(WHAT YOU NEED TO DO)
Add -36 to each bounding box coordinate in the answers. Then write out every line again, starting at the line that has "post in the image." and stopping after the line that has "[278,0,1288,629]", and copy the lines that are not answers unchanged.

----- TASK INPUT -----

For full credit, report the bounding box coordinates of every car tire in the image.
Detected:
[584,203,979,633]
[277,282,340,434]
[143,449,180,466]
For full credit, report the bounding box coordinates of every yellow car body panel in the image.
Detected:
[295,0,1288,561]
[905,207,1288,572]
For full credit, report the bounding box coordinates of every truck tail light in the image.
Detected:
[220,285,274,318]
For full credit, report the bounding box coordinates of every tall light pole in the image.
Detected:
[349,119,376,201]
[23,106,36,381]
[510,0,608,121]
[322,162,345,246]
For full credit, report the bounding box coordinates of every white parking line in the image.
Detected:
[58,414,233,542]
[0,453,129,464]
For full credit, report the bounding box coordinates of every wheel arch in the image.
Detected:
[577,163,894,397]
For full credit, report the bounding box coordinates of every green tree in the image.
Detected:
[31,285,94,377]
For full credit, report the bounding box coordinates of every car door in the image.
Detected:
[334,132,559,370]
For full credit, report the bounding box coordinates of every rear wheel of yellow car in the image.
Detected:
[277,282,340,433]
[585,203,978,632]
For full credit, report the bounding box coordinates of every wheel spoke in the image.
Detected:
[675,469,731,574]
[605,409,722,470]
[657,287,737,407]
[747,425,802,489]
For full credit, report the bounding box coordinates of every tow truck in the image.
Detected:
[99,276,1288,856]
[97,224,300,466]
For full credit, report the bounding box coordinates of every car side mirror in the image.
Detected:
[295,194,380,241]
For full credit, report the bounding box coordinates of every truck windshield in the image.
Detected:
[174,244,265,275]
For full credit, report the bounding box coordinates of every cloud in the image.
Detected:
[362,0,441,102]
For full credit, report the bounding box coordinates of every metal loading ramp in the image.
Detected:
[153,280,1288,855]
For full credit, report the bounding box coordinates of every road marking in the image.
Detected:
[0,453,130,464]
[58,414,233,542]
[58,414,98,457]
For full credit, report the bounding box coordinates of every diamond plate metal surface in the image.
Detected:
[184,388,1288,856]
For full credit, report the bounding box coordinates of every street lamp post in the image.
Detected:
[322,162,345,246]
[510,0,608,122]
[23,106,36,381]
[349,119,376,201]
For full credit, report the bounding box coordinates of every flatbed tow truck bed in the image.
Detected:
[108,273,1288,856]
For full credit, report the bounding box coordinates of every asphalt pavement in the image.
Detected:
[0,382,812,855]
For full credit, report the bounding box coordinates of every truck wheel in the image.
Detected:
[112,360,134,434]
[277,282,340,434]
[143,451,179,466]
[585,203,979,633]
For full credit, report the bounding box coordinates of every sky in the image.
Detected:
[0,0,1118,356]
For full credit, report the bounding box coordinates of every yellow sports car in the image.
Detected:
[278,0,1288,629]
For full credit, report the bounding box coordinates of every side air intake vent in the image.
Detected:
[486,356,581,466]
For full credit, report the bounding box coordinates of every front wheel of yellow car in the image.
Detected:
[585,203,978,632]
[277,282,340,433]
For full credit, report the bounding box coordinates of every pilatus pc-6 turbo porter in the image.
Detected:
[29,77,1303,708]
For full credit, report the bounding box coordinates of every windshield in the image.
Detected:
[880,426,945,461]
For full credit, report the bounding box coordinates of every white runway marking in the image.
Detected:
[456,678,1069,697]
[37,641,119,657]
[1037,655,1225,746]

-----

(COMPLETE ANSWER)
For full credit, report the bounding box coordinates of every street lamp post in the image.
Detected:
[286,126,309,210]
[474,-36,572,86]
[-13,70,0,345]
[313,83,340,165]
For full credit, report the bounding box coordinates of every flatbed tow truck bed in the image.
Detected:
[72,237,1252,820]
For full credit, report the bounding box coordinates of every asphalt pavement in the image.
Detected:
[-36,346,776,819]
For full credit, report the bounding box coordinates of every truck wheel in the image.
Detected:
[76,324,98,398]
[241,246,304,398]
[107,415,143,430]
[549,167,943,597]
For full credit, report the bounding box coordinates of every sky in the image.
Detected:
[-36,-36,1082,320]
For full credit, report the bounding box coordinates of every yellow sports car in the image.
Detected:
[242,-36,1252,593]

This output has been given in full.